The world's most popular open source database
Jay Pipes is the Community Relations Manager for North America at MySQL. He joined MySQL in January, 2006, and is co-author of Pro MySQL (Apress, 2005). Frequently speaking at conferences about MySQL, Jay lives in Columbus, Ohio, with his wife Julie, and his extremely needy two cats and two dogs.
Although I've been a tad absent from the MySQL Forums for a couple months, I have spent many hours answering forum posts over the last year. The MySQL forums have grown substantially over the last year, and Phorum, the PHP software running the MySQL Forums, has kept pace with this growth admirably. Likely, this is due to the fact that Brian Moon designed Phorum to focus on performance first.
If you've spent any amount of time on the forums, you probably will have recognized Brian among the forum users who most frequently answer posts -- particularly SQL and performance-related questions. Some time ago, I had a chance to ask Brian a little bit about his experience writing Phorum, about his thoughts on open source and MySQL in particular, and on his vision for Phorum in the future.
Jay: What's your background in software? Did you go to school specifically to become a software developer?
Brian: No. I started college as a math major. I did not do so good at the typical 4-year institution. I came back home after a year and attended community college at night. I taught myself FoxPro, Visual Basic and eventually PHP among others. I took classes on C and C++ at college. I had been using BASIC since I was 10 though. My Dad brought home a Commodore VIC-20. So, programming was not new to me in college. My knack for developing got me jobs and the rest is history.
Jay: When did you first start working on Phorum, and what were the motivations behind it?
Brian: The company I presently work for, dealnews.com, like most cool .com companies was started in the spare time of several people. I was one of those people. We needed a forum and we had specific needs and wants. We tried adapting WWWBoard (the hot forum of the time), but, it was too big of a modification. So, one day, I hacked together thee scripts that did the basics of what we needed. I posted to the PHP list for help testing. Within a month, we had version 1.0 of Phorum. As far as I know, Phorum was the first PHP/MySQL based message board. It was released in April of 1998.
Jay: As a developer, I understand that sometimes features come at the expense of performance. How do you go about deciding which features make it into Phorum, and where to draw the line with feature requests?

▸ Supplied records:
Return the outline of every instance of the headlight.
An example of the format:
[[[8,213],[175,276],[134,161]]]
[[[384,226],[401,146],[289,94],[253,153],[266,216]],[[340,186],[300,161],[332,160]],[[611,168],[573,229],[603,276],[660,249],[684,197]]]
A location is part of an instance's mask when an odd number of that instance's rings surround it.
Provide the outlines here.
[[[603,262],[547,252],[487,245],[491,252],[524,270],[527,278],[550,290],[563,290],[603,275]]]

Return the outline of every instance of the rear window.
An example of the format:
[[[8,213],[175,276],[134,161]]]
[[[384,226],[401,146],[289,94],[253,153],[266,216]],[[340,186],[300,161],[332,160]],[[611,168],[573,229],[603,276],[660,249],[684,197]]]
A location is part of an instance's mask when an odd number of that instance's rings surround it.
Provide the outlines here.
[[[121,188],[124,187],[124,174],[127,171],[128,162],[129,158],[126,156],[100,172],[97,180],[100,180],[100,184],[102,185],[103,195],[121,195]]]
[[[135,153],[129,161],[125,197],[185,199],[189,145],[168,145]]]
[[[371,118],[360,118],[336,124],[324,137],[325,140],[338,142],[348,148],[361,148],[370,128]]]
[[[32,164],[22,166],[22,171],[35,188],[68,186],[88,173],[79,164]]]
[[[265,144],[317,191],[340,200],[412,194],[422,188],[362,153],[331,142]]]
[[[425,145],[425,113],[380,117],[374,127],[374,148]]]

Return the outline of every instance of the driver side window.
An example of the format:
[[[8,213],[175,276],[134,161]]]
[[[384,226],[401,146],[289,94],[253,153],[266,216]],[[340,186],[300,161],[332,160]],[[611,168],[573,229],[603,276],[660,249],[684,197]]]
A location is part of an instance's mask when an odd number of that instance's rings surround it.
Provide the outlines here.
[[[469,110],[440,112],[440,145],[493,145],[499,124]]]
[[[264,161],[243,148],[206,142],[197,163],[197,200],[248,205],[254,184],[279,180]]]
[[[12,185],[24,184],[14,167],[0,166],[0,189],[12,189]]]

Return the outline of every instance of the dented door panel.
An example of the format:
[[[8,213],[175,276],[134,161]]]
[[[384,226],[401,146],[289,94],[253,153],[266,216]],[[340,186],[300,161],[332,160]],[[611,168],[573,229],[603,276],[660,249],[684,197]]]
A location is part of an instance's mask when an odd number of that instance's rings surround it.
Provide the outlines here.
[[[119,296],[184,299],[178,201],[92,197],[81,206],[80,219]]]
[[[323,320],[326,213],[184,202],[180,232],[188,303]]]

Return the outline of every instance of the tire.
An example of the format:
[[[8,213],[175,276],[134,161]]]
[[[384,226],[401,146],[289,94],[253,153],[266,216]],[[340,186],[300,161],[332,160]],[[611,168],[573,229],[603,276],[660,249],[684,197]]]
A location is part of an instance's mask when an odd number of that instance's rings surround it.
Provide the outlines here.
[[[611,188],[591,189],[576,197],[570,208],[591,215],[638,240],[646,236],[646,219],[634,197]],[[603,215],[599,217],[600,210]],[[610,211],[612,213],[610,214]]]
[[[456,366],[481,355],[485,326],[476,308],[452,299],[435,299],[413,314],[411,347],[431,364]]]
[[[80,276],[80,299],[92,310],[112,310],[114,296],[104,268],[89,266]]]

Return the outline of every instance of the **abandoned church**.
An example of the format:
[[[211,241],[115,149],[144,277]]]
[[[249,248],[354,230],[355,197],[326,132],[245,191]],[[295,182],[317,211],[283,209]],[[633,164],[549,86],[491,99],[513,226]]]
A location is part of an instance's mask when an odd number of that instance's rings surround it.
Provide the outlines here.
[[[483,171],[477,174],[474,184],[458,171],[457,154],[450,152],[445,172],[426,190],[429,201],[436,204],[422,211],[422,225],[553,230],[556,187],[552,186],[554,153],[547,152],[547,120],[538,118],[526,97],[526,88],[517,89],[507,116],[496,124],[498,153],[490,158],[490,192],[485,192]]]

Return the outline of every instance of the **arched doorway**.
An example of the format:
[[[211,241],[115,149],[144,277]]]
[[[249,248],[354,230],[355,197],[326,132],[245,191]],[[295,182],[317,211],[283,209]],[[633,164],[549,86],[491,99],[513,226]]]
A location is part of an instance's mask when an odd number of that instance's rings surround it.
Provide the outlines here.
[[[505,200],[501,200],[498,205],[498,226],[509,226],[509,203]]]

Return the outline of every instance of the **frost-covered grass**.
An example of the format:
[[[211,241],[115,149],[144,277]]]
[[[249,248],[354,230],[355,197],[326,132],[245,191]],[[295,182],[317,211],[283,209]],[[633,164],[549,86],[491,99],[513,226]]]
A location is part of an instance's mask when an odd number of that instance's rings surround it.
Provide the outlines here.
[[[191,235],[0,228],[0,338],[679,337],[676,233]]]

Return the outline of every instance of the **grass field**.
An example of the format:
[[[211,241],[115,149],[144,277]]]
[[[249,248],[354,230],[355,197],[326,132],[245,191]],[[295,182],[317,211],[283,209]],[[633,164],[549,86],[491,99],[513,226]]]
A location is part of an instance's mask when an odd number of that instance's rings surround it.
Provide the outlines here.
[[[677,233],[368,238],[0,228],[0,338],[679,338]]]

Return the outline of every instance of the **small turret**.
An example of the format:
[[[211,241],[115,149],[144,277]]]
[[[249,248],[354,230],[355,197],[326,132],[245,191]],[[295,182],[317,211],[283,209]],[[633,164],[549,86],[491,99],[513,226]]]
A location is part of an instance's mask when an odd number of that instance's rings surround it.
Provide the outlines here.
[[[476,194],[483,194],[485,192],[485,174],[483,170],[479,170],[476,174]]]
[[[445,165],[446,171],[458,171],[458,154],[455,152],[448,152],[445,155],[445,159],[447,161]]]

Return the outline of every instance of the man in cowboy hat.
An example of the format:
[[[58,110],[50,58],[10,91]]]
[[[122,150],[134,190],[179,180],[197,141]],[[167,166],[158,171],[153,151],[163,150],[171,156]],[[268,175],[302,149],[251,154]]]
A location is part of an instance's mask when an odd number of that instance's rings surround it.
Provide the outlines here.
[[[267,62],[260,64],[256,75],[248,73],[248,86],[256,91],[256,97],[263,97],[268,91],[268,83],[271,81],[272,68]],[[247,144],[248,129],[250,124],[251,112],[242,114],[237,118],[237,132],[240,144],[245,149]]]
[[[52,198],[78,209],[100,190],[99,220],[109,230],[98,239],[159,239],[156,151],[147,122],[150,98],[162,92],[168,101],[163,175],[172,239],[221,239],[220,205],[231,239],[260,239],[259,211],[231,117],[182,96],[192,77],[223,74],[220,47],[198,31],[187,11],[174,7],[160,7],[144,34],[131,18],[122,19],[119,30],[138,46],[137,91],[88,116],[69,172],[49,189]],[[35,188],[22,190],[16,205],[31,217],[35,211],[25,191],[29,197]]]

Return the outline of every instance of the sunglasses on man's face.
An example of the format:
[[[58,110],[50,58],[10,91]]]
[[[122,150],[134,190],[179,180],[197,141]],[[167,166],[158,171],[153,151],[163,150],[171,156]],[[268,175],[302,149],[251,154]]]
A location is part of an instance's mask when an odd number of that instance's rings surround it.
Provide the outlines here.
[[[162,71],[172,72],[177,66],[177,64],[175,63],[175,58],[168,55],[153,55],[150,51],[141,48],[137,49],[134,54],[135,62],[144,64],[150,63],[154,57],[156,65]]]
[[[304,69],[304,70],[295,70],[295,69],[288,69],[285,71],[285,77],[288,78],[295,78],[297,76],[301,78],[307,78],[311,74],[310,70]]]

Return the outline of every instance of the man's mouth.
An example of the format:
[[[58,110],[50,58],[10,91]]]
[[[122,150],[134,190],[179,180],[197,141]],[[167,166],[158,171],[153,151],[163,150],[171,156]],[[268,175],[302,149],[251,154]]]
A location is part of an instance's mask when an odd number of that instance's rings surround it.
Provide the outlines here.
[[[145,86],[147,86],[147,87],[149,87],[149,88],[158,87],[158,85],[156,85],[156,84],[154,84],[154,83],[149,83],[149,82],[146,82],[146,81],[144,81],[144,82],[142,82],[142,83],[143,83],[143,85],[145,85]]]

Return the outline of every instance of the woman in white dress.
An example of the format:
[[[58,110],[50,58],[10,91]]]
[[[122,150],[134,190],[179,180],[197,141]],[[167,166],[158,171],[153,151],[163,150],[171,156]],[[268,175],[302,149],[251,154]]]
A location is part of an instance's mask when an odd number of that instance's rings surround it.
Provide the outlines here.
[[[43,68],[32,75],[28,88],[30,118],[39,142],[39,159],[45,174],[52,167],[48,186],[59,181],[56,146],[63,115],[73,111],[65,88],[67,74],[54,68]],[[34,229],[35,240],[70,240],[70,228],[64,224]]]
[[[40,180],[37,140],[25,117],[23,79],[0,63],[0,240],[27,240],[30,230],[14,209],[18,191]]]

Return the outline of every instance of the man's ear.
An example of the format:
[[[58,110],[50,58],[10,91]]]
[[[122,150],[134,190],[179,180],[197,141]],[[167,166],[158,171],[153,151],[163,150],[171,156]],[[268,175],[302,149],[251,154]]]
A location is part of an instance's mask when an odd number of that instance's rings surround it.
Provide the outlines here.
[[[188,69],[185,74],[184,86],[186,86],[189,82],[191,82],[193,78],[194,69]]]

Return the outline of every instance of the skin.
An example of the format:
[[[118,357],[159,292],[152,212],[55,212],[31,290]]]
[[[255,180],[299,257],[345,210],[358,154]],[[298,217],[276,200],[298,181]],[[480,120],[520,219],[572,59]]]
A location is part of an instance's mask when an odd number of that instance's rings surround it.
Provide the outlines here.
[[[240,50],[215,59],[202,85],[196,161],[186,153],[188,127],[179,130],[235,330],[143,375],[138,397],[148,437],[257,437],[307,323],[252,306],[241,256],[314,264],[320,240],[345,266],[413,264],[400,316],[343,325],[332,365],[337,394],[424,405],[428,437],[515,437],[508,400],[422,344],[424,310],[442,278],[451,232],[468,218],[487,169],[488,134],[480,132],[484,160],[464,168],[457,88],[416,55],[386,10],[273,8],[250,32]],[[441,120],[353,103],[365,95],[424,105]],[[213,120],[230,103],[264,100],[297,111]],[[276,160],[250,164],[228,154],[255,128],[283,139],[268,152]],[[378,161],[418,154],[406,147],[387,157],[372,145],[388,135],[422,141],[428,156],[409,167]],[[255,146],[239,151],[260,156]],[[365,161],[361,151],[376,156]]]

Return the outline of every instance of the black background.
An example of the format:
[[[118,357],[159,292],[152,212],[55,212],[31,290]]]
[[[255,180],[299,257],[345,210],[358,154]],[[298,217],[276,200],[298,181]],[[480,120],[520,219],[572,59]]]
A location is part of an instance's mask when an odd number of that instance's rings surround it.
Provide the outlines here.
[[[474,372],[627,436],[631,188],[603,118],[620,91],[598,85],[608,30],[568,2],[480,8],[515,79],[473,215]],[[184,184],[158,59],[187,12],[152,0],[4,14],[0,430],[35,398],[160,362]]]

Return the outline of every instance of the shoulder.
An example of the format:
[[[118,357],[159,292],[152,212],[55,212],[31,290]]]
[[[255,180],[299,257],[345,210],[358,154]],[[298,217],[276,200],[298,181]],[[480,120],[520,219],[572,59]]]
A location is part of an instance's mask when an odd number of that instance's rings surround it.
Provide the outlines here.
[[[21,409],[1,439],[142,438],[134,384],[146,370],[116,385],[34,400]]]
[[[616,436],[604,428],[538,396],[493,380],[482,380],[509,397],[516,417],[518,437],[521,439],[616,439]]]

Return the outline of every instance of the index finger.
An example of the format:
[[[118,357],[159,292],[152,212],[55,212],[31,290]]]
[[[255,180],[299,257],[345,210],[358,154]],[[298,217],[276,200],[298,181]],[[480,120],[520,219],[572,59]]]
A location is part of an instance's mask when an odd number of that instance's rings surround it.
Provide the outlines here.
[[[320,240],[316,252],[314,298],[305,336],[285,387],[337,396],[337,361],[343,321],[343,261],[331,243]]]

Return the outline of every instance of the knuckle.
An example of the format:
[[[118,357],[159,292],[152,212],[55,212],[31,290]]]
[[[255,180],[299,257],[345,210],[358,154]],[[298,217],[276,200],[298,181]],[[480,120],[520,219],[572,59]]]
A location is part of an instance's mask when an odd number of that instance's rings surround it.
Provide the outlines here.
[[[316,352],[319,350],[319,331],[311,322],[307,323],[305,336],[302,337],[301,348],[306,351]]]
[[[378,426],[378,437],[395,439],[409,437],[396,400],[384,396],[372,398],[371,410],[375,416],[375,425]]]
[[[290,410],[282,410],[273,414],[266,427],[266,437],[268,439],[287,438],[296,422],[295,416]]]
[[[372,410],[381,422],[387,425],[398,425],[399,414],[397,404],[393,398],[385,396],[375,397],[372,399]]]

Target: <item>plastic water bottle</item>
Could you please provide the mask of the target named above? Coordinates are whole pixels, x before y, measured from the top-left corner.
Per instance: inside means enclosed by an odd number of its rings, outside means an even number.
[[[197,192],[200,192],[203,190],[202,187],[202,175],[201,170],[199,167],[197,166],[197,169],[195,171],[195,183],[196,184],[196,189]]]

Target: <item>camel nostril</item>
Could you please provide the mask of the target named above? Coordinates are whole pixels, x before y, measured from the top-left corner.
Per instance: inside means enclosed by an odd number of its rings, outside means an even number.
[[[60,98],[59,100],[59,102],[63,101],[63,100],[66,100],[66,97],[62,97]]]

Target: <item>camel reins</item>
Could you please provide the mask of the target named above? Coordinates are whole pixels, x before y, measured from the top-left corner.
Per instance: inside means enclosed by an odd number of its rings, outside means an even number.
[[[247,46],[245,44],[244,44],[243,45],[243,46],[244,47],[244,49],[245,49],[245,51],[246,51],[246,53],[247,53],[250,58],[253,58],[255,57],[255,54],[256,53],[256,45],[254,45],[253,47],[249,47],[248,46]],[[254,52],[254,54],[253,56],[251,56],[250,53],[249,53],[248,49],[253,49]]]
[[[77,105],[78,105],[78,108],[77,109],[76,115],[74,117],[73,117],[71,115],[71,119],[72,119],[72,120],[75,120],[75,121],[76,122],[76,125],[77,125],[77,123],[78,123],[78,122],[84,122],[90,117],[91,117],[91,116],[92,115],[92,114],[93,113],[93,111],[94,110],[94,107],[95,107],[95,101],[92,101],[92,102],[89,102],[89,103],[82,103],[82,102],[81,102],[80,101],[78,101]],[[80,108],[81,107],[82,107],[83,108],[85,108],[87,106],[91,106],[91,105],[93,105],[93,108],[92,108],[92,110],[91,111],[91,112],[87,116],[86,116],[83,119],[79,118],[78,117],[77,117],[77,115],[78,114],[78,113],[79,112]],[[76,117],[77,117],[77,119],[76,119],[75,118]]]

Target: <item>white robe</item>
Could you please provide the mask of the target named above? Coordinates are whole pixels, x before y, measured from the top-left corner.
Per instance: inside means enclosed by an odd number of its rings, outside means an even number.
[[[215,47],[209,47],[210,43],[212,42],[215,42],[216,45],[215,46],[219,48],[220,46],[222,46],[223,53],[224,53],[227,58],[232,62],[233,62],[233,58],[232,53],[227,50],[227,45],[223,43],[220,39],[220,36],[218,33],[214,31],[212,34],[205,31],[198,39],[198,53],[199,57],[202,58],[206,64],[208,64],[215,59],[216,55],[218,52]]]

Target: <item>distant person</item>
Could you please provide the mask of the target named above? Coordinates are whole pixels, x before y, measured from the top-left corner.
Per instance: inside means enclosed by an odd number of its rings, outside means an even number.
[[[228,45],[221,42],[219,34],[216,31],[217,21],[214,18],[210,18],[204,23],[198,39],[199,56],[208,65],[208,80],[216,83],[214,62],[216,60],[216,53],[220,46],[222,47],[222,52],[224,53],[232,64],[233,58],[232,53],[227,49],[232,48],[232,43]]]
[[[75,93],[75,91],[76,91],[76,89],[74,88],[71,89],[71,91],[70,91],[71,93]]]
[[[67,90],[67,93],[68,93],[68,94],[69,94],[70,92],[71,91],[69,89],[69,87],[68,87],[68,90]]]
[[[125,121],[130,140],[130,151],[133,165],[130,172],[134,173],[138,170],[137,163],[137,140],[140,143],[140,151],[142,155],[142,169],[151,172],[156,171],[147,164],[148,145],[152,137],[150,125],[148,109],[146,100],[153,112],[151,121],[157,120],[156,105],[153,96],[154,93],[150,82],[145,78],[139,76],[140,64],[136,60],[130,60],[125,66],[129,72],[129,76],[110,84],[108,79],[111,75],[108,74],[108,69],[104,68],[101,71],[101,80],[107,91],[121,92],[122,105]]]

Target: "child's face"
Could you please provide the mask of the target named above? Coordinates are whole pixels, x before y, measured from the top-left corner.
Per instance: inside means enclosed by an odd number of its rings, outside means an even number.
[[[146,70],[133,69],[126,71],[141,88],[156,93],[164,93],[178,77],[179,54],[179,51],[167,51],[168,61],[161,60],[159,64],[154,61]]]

▸ Required work:
A - According to the Phorum interview, in what month and year was Phorum first released?
B - Rewrite the paragraph of the Phorum interview that begins "Brian: No. I started college as a math major." as a short list, keeping its main facts.
The lines that come after the Phorum interview are separate material.

▸ Task answers:
A - April of 1998.

B -
- I began college as a math major but did poorly at a typical four-year institution.
- After a year I came home and took night classes at community college.
- I taught myself FoxPro, Visual Basic, PHP and other languages, and took C and C++ classes at college.
- I had used BASIC since age 10, after my Dad brought home a Commodore VIC-20, so programming was not new to me in college.
- My knack for developing got me jobs.